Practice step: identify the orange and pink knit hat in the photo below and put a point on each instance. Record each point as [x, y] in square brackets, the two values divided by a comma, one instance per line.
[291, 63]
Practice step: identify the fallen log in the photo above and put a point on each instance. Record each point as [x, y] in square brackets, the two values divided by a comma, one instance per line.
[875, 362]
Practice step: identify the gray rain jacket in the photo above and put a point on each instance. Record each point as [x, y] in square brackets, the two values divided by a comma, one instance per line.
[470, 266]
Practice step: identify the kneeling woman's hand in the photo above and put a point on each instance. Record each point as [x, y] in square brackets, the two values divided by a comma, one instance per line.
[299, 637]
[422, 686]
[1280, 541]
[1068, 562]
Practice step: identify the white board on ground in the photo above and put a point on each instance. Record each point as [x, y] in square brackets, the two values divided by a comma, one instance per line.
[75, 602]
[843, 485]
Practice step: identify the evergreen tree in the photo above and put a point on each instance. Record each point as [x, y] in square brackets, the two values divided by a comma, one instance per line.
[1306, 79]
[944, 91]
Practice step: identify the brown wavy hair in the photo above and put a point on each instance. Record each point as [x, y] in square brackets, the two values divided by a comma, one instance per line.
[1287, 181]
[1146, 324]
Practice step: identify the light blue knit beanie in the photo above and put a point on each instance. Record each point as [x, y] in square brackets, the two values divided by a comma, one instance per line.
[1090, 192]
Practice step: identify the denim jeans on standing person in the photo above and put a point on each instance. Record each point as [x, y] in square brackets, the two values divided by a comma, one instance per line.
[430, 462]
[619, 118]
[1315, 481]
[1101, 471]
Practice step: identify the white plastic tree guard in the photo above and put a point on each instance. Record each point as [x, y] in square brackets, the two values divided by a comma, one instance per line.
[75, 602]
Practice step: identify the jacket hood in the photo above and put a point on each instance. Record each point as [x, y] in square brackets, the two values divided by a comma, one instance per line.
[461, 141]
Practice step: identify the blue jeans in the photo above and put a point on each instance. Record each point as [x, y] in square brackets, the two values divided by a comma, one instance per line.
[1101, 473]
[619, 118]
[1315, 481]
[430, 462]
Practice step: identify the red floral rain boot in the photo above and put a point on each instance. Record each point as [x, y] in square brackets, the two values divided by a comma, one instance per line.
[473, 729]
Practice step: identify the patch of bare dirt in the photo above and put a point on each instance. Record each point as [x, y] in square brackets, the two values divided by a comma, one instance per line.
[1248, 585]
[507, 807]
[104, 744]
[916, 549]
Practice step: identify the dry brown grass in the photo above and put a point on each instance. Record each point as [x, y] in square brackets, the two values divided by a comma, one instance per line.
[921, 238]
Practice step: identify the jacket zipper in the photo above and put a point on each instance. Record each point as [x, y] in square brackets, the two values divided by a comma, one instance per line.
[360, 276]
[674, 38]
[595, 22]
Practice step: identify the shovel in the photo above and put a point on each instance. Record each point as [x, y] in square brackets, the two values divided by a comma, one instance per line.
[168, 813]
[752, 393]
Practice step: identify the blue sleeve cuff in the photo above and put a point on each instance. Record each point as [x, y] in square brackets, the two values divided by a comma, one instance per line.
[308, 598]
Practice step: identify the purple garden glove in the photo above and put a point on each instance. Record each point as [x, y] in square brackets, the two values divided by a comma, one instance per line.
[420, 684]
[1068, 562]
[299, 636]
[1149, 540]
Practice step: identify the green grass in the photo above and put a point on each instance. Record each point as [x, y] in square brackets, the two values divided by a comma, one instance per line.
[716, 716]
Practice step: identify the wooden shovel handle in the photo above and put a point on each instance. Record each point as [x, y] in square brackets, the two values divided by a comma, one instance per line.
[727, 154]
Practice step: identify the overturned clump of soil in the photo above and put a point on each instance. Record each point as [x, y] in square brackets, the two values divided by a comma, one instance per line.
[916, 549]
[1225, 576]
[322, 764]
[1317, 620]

□ □ □ □ □ □ □

Exercise details: Reproduce the preceding records exactly and completely.

Solved exercise:
Practice step: identify the orange and pink knit hat in the photo below and put a point on each instance. Record each point as [x, y] in square brackets, the two values divided by a comma, one instance per line.
[291, 63]
Practice step: identify the fallen log in the photo above and put a point on each instance. Record each point as [x, y] in square brackets, the two values divided by a comma, one instance per line.
[875, 362]
Practice step: identify the gray rain jacket in the photo above and put a point on each instance. Record each point as [x, y] in square brackets, the two values divided by a comma, one instance per line.
[470, 266]
Practice step: identify the kneeling woman's hand in the photo above and put a point on each instance. Record each point as [x, y] in square brackets, the two values divided by a comma, one instance per line.
[299, 637]
[422, 686]
[1280, 541]
[1068, 562]
Practice step: identify the white board on ground in the photo above and put a point on each instance. Record each point as [x, y] in square brackets, the two values divided by a comma, one instance per line.
[75, 602]
[843, 485]
Practice step: identify the evergreen tree in the photo above and put a point on each instance. Record each point as [x, y] in square brackets, the two values divided by a comma, one instance per line.
[1306, 79]
[944, 91]
Practice step: identify the brown wavy hair in the photo above and put a point on each instance. Record each point as [x, y] in square brackets, the two values divided by a comma, one instance per line.
[1287, 181]
[1146, 324]
Practice step: identify the light blue knit beanie in the photo above and put a point on each instance. Record each point as [x, y] in square brackets, the two values divided by a comma, one instance per line.
[1090, 192]
Practice step: identify the denim jeans on standing person in the photo above and put a point on each instance. Record each point as [x, y] in square brackets, the two values divided by a comma, one instance per line.
[430, 462]
[619, 118]
[1315, 481]
[1101, 471]
Practice step: identify the white plastic tree guard in the photo above and put a point on each instance. Record each point as [x, y] in square brackets, the two values divided by a comma, one instance per line.
[75, 602]
Practice step: identify the jacket hood in the photo above and put a point on each instance. Record each point as [x, y] in square brackets, the two values divided by a comma, one instance per line.
[461, 141]
Practice step: identify the blue jeans in the photo above and put a point on each instance. Record each point as [x, y] in square brackets, the two values divided by a comma, one instance per line.
[1101, 473]
[619, 118]
[1315, 481]
[430, 462]
Practice step: identify the red floral rain boot in the photo above and put a point on each instance. Record each point as [x, y] in square brackets, the two values divided by a comma, one instance per line.
[473, 729]
Practice step: identify the patch of bare dirt in the photo above and put a point on each instance. Record each point as [x, y] in square brackets, the two values divided by a comma, one instance per line.
[1248, 585]
[507, 807]
[104, 744]
[916, 549]
Practice step: identify the dry brown grass in the photo above and put a point on each instance. Record each point as [x, y] in square brackets, the two values divided by a comma, one instance per line.
[921, 238]
Practice step: identify the jacket zipper in the photo above and put a point on each instance. Record each point as [x, y] in square brackets, the two values divided by a comma, one instance per line.
[360, 276]
[674, 38]
[595, 22]
Practice step: identify the shovel in the photo above and put a point on each instance. Record each point as [x, y] in square brackets, the two values divided by a comma, one instance per line.
[168, 813]
[752, 393]
Practice step: identify the blue sleeve cuff in the photo above and put a point on each instance. Record each point as [x, y] in square brackets, the two values divided by a comma, one instance per line.
[308, 598]
Practice step: identify the purple garden glove in the photo above and put a point on each instance. Record each point as [x, y] in square brackets, the two values divided by a comma, one instance per line.
[420, 684]
[1068, 562]
[299, 636]
[1149, 540]
Practice step: identify the green grass in the photo above and put a point on each instance. Record each point as [x, y] in square brackets, the two values divided by a comma, one instance per line.
[716, 716]
Practice step: identify the wooden shovel handle in the photo above and put a point on each instance. Record each point as [x, y] in square brackets, the two values divided by a comma, one instance per line.
[727, 154]
Practice step: identify the overturned clump of soil in the photo above and put a point on each instance. Record each point as [x, y] in square brackets, the two values divided by a comma, one instance per line.
[916, 549]
[1225, 576]
[322, 764]
[1317, 620]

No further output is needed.